* [What is expected]: Read the records beneath this task and copy every line that contains the string "penguin".

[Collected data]

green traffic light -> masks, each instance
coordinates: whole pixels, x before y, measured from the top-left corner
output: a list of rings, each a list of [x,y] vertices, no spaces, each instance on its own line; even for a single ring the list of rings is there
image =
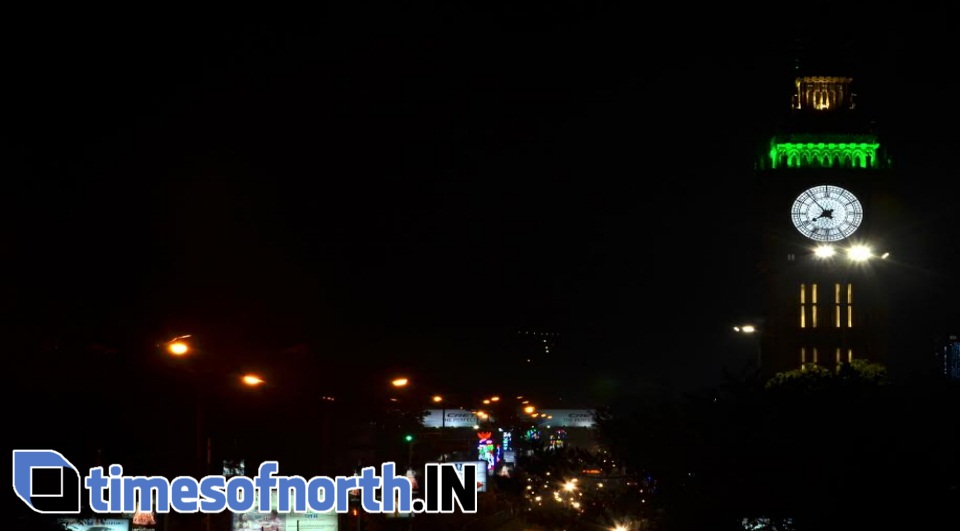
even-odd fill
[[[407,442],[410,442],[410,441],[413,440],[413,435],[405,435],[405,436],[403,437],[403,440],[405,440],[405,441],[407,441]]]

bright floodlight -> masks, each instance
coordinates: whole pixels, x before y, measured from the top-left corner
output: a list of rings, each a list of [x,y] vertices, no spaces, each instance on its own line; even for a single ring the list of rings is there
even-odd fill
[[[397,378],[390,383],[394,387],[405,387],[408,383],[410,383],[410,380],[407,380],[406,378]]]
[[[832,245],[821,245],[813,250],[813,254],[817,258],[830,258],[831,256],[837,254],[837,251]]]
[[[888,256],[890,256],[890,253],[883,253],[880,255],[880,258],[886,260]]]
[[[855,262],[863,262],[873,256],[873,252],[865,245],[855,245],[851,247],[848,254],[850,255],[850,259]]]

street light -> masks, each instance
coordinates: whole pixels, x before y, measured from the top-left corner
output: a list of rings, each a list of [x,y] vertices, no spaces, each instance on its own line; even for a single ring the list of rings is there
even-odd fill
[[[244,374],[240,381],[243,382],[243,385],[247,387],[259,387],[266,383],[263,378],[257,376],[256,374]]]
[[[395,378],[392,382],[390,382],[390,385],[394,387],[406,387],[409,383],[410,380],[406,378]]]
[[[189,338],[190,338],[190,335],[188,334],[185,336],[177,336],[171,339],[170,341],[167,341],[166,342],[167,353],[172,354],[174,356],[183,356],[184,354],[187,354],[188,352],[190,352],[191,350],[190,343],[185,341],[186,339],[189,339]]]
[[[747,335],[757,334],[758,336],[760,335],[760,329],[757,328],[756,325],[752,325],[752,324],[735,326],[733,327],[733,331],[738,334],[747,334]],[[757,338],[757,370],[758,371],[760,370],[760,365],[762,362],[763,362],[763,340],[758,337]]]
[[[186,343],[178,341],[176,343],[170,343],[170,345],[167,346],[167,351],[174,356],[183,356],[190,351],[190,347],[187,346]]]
==
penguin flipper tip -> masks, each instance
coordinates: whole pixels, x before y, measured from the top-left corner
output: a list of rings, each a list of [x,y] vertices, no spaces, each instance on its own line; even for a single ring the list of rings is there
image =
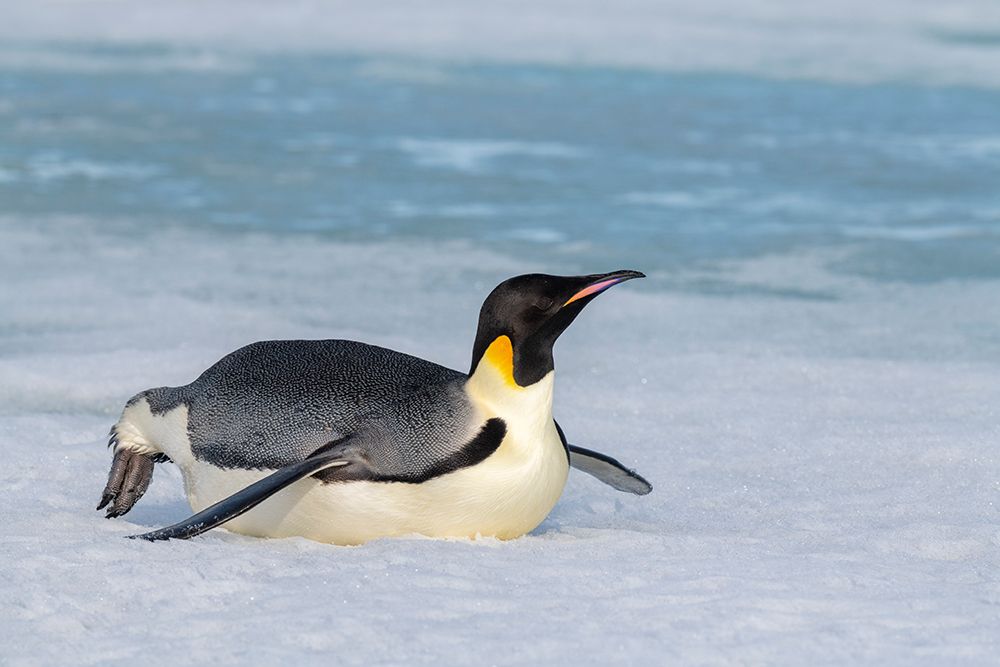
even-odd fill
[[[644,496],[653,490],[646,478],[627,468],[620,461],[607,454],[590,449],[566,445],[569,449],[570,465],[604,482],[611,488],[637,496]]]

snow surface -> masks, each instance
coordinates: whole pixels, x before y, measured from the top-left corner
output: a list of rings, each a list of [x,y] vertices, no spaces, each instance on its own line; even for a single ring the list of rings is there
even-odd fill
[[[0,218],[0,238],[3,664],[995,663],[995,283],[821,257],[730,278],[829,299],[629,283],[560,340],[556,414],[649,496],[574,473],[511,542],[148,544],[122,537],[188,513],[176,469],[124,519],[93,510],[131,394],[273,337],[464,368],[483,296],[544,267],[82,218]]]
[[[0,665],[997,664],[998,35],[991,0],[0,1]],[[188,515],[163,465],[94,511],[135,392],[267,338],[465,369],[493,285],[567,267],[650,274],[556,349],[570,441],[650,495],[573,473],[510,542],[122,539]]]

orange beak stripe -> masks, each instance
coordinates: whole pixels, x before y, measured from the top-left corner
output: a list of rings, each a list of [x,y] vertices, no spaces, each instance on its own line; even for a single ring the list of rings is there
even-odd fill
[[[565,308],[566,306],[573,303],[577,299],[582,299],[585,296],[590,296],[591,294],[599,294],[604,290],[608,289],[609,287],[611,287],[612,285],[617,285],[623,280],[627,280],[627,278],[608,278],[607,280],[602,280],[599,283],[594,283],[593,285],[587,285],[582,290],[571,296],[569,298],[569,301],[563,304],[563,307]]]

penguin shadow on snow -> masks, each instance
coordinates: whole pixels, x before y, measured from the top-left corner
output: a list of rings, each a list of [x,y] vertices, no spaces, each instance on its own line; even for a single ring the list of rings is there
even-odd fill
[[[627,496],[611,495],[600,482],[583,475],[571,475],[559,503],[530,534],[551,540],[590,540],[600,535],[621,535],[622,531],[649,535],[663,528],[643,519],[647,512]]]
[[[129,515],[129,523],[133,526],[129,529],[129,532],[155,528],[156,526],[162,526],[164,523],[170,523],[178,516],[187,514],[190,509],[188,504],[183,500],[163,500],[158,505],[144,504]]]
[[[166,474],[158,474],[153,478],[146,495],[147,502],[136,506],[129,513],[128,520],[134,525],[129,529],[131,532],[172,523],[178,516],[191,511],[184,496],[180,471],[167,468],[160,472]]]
==
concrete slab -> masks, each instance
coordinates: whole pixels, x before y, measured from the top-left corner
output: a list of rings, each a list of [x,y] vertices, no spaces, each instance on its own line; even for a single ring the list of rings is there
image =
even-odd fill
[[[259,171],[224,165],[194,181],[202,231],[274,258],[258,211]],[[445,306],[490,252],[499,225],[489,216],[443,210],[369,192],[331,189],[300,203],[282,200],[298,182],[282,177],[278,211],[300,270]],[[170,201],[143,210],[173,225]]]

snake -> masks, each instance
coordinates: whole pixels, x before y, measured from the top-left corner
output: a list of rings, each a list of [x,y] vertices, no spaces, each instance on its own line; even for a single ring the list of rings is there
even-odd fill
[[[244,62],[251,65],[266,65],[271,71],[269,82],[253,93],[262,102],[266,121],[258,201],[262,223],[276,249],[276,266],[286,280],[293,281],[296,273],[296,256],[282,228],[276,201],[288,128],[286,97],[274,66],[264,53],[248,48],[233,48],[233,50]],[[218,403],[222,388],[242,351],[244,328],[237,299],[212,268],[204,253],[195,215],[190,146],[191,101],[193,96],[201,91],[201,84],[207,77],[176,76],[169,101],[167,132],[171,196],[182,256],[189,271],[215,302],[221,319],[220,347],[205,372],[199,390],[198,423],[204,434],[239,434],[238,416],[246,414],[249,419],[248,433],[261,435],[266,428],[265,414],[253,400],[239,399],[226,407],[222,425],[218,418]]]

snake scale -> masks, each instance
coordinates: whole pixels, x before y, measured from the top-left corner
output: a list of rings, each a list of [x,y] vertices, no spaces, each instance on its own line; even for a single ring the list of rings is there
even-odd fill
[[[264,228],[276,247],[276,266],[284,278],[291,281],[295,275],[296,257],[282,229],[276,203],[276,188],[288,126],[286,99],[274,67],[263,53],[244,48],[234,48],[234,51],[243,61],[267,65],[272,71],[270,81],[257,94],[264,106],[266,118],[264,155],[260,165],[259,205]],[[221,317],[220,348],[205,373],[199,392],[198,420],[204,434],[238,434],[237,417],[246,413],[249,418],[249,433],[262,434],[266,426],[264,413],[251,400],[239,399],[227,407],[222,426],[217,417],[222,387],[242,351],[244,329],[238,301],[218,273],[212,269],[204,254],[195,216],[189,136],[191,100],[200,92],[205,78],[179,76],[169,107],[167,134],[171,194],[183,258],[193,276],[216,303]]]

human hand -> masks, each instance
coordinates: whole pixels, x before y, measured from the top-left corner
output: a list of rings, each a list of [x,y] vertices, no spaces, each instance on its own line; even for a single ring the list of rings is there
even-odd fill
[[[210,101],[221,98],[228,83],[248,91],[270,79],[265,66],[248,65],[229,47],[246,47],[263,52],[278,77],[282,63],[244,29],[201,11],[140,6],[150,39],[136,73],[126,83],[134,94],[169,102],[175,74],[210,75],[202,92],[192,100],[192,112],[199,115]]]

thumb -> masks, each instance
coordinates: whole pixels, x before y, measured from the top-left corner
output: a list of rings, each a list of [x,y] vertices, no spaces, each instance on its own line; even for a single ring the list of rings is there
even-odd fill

* [Written answer]:
penguin flipper tip -> masks, each instance
penguin shadow on snow -> masks, each instance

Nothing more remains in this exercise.